Exercise instructions: Render every entry below as a two-column CSV with the headers entry_text and answer, one row per entry. Put each field in double quotes with its line breaks replaced by spaces, and leave out the pictures.
════════
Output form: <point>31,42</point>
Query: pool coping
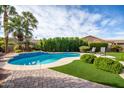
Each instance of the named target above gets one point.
<point>60,62</point>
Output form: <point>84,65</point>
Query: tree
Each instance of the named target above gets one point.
<point>7,11</point>
<point>29,23</point>
<point>15,27</point>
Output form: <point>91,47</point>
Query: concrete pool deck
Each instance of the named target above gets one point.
<point>60,62</point>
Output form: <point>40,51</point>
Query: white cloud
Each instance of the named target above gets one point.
<point>65,21</point>
<point>59,21</point>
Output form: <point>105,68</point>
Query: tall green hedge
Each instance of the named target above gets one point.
<point>62,44</point>
<point>98,45</point>
<point>108,64</point>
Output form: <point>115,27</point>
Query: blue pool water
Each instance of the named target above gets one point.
<point>35,58</point>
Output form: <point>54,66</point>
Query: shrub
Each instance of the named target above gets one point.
<point>116,48</point>
<point>16,47</point>
<point>18,51</point>
<point>108,65</point>
<point>98,45</point>
<point>84,48</point>
<point>88,58</point>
════════
The response:
entry_text,answer
"Output form: <point>31,42</point> Query: pool coping Each instance of the named target above gets one point.","<point>60,62</point>"
"Output form: <point>84,65</point> Query: tree Each instance of the named target above gets one point.","<point>7,11</point> <point>29,23</point> <point>15,27</point>"
"Output form: <point>91,47</point> Query: concrete pool deck Each instance of the named target above gets one point.","<point>60,62</point>"
"Output form: <point>40,51</point> Query: white cloud Each instance of the named target above gets one point.","<point>65,21</point> <point>59,21</point>"
"Output form: <point>105,68</point> Query: tall green hedge Each instance of the named target above gets one point.","<point>62,44</point> <point>98,45</point> <point>108,64</point>"
"Output form: <point>115,27</point> Query: blue pool water Each instance of the named target above gets one point.","<point>35,58</point>"
"Output form: <point>54,66</point> Query: shrub Each instance of the named target above gets one point.","<point>116,48</point> <point>16,47</point> <point>18,51</point> <point>108,65</point> <point>98,45</point> <point>84,48</point> <point>88,58</point>"